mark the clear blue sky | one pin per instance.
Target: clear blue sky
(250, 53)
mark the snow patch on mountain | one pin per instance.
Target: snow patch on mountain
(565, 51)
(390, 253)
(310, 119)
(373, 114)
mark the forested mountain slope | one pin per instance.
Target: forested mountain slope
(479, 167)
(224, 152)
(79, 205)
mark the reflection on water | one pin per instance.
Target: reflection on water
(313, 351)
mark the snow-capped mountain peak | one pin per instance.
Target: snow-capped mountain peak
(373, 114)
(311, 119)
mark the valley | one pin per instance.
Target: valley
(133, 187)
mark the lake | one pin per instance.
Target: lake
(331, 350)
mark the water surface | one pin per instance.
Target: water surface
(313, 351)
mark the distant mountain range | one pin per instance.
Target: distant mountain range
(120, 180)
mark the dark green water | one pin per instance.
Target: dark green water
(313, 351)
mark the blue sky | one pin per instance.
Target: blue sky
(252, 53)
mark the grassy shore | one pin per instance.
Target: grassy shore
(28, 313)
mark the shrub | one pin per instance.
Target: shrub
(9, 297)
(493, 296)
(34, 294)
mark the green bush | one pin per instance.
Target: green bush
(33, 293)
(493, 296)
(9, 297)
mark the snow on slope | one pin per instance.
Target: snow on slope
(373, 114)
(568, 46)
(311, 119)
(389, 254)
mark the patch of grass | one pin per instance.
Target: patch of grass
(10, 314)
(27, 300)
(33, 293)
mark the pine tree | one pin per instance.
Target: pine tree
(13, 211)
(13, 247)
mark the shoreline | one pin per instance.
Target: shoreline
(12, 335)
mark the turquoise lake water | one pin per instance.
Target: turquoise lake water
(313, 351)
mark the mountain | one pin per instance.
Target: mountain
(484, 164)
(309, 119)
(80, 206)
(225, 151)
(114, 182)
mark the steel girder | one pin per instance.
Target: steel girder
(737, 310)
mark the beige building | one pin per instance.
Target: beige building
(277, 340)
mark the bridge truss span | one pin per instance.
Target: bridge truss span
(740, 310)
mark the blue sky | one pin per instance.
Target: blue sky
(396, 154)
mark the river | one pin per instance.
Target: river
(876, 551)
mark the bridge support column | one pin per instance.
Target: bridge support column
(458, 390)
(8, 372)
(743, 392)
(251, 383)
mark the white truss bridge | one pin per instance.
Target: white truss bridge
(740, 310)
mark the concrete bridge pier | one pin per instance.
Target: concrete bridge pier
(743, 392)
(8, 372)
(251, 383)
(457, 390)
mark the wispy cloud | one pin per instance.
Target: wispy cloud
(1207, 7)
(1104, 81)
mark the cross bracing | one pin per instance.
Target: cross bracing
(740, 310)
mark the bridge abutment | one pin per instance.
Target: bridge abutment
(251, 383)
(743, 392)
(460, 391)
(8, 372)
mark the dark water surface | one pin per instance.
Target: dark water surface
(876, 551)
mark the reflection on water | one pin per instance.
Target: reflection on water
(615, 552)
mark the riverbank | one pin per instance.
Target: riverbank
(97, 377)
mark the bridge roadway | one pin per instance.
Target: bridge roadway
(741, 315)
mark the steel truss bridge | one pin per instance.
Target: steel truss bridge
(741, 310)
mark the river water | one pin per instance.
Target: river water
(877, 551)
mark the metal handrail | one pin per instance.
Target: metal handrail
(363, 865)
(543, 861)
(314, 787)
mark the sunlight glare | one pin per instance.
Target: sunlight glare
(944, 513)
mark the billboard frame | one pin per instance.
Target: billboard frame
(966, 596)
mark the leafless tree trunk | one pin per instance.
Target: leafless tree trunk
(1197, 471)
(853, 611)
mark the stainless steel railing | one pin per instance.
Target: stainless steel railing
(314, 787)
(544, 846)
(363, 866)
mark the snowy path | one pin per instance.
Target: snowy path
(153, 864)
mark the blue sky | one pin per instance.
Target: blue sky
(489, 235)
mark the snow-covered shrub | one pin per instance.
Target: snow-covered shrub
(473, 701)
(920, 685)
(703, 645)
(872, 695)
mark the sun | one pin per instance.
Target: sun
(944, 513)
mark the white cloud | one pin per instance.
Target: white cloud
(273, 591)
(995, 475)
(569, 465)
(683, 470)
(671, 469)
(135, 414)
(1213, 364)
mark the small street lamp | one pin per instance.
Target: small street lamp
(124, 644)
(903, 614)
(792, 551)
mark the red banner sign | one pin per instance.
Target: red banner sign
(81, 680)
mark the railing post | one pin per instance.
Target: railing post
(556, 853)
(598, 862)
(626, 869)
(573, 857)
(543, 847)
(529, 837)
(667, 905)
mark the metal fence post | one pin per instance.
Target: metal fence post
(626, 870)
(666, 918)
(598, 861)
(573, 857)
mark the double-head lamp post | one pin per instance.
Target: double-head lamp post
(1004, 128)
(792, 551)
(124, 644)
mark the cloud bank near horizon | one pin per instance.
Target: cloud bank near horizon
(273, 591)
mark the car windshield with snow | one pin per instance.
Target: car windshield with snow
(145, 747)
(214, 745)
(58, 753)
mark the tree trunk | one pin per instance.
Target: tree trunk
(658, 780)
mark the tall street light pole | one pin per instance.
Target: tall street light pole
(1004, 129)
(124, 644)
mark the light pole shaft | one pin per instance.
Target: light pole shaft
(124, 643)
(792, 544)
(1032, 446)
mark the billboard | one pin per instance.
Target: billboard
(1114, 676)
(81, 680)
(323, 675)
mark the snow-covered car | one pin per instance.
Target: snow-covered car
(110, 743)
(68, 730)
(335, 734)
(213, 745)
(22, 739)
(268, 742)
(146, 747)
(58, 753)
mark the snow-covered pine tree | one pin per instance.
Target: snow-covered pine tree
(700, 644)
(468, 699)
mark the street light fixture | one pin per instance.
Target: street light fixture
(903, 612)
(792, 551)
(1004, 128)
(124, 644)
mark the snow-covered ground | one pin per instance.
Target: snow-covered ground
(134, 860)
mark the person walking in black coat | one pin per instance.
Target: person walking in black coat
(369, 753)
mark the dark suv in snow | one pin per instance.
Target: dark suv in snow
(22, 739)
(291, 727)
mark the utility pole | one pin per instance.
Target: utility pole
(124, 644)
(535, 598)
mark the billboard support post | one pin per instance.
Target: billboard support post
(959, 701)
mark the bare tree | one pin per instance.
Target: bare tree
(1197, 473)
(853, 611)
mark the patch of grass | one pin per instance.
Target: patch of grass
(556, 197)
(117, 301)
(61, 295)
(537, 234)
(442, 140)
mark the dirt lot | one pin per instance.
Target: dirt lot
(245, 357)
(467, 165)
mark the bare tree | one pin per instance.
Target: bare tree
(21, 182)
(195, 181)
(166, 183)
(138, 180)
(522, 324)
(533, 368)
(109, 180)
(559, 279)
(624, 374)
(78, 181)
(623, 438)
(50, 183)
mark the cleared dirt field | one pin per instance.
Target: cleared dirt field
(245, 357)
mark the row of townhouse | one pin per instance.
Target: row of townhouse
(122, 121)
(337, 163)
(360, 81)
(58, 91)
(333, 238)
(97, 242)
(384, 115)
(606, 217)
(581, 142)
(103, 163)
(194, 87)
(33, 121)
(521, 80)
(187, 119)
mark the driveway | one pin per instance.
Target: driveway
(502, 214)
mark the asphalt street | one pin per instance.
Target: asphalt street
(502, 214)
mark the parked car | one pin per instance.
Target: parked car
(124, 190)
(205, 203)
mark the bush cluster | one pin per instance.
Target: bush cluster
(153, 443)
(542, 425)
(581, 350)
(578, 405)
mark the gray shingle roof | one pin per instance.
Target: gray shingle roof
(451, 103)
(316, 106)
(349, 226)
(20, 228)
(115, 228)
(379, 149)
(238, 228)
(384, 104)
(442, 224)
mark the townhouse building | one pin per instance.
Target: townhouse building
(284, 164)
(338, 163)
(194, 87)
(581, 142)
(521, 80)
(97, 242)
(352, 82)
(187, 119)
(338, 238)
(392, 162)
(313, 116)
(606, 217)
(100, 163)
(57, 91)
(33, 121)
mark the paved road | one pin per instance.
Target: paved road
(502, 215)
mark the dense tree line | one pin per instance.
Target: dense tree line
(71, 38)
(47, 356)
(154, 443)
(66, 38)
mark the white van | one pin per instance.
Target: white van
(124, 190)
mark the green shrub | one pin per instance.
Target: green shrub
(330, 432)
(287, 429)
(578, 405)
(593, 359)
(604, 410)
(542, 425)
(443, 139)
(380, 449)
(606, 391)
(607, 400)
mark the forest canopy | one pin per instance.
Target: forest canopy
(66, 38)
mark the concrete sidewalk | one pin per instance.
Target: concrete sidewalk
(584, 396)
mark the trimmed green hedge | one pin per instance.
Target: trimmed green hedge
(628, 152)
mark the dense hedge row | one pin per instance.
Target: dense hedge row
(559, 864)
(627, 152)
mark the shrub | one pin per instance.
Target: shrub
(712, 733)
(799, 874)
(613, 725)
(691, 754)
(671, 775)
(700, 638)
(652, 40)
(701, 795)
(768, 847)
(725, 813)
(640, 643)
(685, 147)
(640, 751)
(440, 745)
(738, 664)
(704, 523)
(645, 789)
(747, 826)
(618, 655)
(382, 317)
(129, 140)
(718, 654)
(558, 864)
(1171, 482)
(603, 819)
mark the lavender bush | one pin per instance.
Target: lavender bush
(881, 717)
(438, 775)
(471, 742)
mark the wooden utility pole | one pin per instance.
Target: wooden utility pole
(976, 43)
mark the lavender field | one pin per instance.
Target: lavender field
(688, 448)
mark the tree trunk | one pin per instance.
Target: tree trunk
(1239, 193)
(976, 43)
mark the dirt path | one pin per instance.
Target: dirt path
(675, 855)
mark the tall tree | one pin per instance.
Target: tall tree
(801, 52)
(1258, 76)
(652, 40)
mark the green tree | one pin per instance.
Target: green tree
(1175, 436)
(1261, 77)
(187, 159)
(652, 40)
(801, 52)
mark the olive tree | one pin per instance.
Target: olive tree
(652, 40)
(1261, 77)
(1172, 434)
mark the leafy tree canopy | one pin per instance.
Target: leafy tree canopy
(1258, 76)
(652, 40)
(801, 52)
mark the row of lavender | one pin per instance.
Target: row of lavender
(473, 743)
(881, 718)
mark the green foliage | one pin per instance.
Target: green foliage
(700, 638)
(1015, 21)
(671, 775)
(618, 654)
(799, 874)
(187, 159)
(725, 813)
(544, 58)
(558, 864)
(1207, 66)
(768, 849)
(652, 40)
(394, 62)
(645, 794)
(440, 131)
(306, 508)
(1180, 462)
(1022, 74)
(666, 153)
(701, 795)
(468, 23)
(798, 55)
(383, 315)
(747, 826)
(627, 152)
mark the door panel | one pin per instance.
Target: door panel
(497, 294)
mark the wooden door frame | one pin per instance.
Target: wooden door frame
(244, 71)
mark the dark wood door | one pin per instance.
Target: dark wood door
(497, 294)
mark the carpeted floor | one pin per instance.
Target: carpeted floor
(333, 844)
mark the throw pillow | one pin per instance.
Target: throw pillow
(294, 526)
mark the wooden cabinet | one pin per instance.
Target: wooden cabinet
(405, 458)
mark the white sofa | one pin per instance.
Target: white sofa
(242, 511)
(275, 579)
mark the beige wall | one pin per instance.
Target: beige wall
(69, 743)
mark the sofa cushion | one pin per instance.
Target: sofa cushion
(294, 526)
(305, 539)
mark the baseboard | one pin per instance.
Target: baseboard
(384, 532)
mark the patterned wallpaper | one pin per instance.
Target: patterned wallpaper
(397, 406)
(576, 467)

TO BE DONE
Please reproduce the items from the line containing "mark the olive tree | one pin per instance." through the end of the items, replacing "sofa" with "couch" and keeping everything else the same.

RESULT FOR THIS EXERCISE
mark the olive tree | one pin per instance.
Target: olive tree
(652, 40)
(1261, 77)
(1172, 434)
mark the leafy tree canopy | one pin per instance.
Target: leafy tree canopy
(1258, 76)
(652, 40)
(801, 52)
mark the row of lavender | one pin per instance.
Target: row of lavender
(473, 743)
(881, 718)
mark the green foliage | one pin per instance.
Target: green foliage
(700, 638)
(1015, 21)
(671, 775)
(618, 654)
(799, 874)
(187, 159)
(725, 813)
(544, 58)
(558, 864)
(1207, 66)
(768, 849)
(652, 40)
(394, 62)
(645, 794)
(440, 131)
(306, 508)
(1180, 462)
(1022, 74)
(666, 153)
(701, 795)
(468, 23)
(798, 55)
(383, 315)
(747, 826)
(627, 152)
mark the door panel | one pin per instance.
Target: door panel
(497, 294)
mark the wooden door frame | one pin per instance.
Target: wooden door frame
(244, 71)
mark the dark wood door | one pin per instance.
Target: dark wood door
(497, 294)
mark the carpeted floor | one pin per instance.
Target: carpeted floor
(333, 844)
mark the throw pillow | one pin per instance.
Target: throw pillow
(294, 526)
mark the wooden cabinet | one pin per instance.
Target: wooden cabinet
(405, 458)
mark the white couch | one pin per instance.
Target: white couch
(242, 511)
(275, 579)
mark the beige wall | one pin per instance.
Target: beige wall
(69, 743)
mark the couch cushion | one pin per instance.
Target: couch cushion
(294, 526)
(305, 539)
mark the baseboard | one pin per instance.
Target: baseboard
(384, 532)
mark the patterned wallpaper | one pin per instance.
Target: patterned wallpaper
(397, 406)
(576, 467)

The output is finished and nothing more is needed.